- Exercise passage:
----

For Engineers - Do not be overly confident in what you’ve done, it blocks you from tracking back on your processes and checking for grey areas, sometimes, it may not necessarily be an error but the way you’ve done something, it would be an okay implementation or design but may not suit the context or scale of your company, for instance, generating a PDF invoice and sending it via a REST call to the user is an okay implementation but when the application involved has scaled to thousands of users, doing that in real-time may consume resources and slow down other users, you may then have to consider queuing and doing it in the background. So, it’s always a good thing to not just push a code or a screen, but consider context and the business a lot.
For Engineering Teams - A proper review system should always be in place, it could be anything from peer reviews to prototyping, to QA, to first deploying to a staging environment that is close enough to the production environment, it makes it easier to catch before it goes to production.
Situations like breaking production can be turned into memories like Flickr did, build a culture around it, and you’ll be encouraging confident engineers. If engineers receive harsh punishments for breaking stuff, your workplace becomes tame, and boring, and may even slip into toxic. Everyone who comes into a team wants to make an impact, and you can’t always do that without breaking something else (not intentionally of course) 😂
🔥 Firefighting
Noun
fire·fight·er | \ ˈfī(-ə)r-ˌfī-tər \Definition: a person who fights fires in production
One great way to nip this in the bud is to build an engineering culture that looks similar to carrying out systematic fire drills. Netflix had a system in place that sometimes killed a few servers to test how resilient their systems were. Teams could try breaking things systematically to learn troubleshooting, test how quickly they can get it back up, and ultimately discover application weaknesses, breakpoints and ways to improve their systems. If your system can be broken because a wrong type got to production then maybe the mistake is not first from the developer but from the system in place, your automated tests, and CI/CD pipelines may need to be revisited and optimised. This is a nicer way to do things trust me, you want to firefight in the peak of application traffic, launch day, or in the middle of an attack, it should always be a culture to break things and fix them up better than before. The principle of chaos engineering is to run experiments on production because truth be told, no environment can really be like your production no matter how simulated you make it out to be, real users and servers will always be unpredictable, and nothing prepares you for that, I’ve seen it firsthand.
My final rather chaotic advice, kill a few production servers today and watch the world burn, then proceed to fight all the fires, that way you save the world sacrificing only a few servers. We win!
Final Thoughts:
I think this is a beautiful beautiful thread you need to go back to every time you think you’ve done something very silly as an engineer. I should probably do a compilation of some of the most profound ones.
As a tech leader, engineer, manager, or designer, what do you think?

----

Stored data
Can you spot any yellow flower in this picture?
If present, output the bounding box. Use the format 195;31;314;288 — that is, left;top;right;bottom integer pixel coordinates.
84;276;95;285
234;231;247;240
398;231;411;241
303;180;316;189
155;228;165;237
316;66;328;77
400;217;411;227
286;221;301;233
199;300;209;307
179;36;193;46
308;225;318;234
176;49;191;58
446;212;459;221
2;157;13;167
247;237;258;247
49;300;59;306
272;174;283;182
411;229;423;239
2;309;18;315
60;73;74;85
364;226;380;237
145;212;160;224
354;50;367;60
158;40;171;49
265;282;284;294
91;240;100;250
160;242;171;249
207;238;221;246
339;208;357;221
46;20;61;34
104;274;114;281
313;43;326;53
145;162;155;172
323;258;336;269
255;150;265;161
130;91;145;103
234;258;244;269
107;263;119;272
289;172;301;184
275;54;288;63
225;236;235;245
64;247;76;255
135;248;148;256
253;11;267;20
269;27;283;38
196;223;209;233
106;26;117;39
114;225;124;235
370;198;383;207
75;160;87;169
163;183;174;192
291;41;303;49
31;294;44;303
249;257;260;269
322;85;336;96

----

- Work request: Using the passage on breaking production, list every form that the advice for engineering teams says a proper review system could take.

- The completed task:
- Peer reviews
- Prototyping
- QA
- First deploying to a staging environment that is close enough to the production environment